++++ GIVEN INFORMATION ++++

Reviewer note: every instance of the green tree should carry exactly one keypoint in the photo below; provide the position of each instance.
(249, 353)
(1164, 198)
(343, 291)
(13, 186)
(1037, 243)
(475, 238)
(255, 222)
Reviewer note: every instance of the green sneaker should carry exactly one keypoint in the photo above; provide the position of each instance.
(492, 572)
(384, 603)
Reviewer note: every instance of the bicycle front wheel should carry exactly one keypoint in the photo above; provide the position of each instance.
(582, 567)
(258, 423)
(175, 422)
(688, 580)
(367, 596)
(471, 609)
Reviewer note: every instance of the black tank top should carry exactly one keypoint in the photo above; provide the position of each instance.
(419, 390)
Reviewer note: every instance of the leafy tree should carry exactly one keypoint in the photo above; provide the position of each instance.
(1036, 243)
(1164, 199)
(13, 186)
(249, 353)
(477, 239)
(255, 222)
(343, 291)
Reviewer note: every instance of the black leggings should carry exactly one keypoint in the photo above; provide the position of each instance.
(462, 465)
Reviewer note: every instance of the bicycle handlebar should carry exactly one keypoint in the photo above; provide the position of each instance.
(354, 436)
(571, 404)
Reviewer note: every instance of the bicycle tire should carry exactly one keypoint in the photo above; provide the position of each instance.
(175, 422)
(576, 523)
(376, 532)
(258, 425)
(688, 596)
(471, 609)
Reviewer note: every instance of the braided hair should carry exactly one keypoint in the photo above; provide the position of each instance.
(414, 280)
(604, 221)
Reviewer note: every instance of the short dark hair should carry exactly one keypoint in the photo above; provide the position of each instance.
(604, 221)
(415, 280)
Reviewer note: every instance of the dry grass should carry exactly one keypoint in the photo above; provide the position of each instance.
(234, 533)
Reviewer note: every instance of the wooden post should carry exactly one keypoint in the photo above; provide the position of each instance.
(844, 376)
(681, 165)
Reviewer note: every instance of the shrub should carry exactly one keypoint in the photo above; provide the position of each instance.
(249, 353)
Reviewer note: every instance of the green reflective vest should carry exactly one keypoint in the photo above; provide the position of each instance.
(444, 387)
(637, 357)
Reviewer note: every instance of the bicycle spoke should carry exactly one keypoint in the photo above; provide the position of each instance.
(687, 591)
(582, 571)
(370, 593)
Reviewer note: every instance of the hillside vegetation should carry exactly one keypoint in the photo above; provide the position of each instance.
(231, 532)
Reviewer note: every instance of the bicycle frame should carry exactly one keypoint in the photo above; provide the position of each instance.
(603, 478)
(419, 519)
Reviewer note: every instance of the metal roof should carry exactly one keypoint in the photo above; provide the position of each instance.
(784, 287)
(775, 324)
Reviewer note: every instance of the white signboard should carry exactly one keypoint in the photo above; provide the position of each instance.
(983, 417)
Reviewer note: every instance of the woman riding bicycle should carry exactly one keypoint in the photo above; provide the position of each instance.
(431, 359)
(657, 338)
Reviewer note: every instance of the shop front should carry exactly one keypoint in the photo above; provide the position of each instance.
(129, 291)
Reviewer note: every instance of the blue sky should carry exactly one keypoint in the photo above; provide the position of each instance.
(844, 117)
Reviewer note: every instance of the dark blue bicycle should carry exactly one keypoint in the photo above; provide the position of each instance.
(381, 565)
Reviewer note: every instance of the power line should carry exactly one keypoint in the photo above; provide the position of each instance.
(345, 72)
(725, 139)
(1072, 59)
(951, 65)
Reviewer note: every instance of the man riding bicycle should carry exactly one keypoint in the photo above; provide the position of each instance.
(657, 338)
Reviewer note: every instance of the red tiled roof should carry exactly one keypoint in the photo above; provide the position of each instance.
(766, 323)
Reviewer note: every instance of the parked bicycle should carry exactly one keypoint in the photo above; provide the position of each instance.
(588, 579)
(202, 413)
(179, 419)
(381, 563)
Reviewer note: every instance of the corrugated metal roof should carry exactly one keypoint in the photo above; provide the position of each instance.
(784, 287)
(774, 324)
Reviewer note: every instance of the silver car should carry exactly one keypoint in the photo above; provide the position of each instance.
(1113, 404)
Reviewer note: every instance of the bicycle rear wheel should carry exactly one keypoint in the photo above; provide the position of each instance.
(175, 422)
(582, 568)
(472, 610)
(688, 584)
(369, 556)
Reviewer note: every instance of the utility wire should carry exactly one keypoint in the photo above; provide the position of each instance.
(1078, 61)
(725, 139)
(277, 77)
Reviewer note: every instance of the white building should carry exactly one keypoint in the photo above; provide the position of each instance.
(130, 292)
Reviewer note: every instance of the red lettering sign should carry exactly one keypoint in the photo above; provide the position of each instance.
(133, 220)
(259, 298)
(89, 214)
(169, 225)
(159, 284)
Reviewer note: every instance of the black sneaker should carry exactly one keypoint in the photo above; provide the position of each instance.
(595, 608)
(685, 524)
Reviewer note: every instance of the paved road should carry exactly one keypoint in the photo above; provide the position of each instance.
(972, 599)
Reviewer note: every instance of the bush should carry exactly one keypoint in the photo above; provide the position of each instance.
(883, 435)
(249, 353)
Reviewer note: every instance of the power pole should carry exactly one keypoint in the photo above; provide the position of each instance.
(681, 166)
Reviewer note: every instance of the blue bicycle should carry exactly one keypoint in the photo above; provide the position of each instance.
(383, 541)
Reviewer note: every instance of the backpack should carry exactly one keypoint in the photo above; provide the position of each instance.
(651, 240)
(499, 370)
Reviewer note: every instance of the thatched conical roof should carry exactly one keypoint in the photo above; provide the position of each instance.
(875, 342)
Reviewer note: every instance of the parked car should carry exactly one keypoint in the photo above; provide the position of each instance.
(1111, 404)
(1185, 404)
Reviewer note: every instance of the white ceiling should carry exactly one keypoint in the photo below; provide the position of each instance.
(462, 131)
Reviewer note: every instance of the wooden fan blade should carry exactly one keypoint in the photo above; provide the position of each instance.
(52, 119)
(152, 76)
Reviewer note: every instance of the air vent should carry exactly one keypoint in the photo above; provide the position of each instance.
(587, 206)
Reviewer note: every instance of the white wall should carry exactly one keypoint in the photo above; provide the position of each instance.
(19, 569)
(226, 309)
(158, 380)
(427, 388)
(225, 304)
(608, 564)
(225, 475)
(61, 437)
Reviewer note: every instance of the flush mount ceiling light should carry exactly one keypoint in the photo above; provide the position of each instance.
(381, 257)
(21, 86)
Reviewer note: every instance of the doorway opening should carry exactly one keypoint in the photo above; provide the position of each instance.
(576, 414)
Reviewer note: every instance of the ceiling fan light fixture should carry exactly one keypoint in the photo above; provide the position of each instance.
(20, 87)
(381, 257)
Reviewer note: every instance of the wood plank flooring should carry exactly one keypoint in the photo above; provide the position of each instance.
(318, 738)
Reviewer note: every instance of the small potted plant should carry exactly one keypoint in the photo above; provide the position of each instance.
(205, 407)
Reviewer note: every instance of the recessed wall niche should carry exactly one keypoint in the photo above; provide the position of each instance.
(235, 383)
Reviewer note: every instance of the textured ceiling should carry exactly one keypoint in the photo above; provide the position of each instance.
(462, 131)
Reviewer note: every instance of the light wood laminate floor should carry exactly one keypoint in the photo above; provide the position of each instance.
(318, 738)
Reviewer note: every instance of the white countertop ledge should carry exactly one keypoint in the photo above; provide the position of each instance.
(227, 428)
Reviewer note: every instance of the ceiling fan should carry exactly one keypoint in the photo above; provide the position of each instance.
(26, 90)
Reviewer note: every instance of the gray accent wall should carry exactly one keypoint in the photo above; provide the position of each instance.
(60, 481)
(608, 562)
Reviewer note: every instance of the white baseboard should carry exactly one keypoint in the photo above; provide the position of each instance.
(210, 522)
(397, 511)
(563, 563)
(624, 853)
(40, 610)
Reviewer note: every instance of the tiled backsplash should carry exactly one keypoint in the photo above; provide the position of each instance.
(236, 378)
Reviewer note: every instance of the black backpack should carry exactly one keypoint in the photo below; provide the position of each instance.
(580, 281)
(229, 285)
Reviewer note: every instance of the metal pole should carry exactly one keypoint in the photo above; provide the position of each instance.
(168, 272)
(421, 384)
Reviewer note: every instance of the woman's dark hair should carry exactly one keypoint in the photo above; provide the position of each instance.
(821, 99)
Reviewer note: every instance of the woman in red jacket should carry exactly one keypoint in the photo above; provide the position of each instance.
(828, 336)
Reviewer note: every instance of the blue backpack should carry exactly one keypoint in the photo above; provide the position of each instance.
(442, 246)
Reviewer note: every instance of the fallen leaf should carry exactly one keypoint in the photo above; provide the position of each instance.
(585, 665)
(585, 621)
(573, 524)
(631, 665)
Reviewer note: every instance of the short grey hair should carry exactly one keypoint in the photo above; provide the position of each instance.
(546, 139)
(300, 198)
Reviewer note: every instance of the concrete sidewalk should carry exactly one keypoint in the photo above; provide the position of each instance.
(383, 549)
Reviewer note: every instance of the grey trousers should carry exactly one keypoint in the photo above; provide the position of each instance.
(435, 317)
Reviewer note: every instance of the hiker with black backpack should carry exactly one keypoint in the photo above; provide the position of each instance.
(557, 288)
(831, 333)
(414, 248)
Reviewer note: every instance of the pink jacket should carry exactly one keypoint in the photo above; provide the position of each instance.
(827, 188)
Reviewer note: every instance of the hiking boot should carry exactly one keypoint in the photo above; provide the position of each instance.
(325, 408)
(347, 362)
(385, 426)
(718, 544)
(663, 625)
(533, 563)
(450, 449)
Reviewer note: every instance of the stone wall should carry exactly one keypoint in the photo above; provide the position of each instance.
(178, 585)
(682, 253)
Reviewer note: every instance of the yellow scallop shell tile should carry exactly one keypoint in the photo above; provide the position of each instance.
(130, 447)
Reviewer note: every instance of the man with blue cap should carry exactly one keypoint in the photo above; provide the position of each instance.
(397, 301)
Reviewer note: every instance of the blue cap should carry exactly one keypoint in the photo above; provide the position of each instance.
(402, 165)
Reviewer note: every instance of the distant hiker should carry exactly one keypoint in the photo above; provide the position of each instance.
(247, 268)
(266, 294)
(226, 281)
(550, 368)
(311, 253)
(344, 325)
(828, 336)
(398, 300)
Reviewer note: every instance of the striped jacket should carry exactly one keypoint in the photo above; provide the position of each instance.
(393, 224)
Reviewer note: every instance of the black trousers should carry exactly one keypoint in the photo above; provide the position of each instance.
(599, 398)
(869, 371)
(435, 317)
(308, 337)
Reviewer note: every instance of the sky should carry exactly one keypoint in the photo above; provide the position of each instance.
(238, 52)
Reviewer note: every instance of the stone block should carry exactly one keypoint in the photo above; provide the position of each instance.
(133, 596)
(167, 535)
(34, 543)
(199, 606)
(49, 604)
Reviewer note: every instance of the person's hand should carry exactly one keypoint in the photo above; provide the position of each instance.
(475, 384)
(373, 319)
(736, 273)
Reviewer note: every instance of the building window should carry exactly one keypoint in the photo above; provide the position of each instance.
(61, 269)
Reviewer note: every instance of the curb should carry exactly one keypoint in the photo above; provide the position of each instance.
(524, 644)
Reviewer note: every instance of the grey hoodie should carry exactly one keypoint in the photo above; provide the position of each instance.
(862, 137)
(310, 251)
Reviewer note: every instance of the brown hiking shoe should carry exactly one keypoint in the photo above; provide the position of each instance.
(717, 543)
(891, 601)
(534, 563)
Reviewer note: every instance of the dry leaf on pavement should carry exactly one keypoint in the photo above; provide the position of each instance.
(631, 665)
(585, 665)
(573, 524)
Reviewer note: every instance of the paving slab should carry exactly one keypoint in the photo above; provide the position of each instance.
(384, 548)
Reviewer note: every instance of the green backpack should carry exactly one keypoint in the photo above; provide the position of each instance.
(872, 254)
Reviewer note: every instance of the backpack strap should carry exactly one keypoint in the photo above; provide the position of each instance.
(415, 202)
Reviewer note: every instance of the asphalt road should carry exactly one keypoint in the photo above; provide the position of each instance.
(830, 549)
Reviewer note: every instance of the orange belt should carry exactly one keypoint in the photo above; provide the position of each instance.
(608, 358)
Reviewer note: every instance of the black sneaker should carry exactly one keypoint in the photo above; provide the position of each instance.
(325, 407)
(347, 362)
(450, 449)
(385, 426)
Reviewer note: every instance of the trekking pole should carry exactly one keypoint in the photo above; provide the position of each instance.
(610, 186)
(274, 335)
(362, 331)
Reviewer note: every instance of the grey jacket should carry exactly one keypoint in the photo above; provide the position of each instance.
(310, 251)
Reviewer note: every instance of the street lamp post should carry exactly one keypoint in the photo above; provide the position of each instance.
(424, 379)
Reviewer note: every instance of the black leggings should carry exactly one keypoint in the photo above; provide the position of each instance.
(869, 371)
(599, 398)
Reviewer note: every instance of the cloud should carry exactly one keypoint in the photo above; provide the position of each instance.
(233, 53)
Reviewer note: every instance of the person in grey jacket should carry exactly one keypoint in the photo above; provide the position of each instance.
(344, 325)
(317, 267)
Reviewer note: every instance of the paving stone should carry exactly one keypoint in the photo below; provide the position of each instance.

++++

__WORK TO COMPLETE__:
The answer must be the lines from the one containing "Reviewer note: every instance of the person in" through the last line of the records, written out exactly; please include nothing more.

__ANSWER SECTION__:
Reviewer note: every instance of the person in grey jacket should carry exactly one keypoint in the photo above; provide the position of each instance.
(344, 325)
(317, 267)
Reviewer note: every instance of the paving stone should carry exactly one keypoint in the photo below; provide the position of each instance.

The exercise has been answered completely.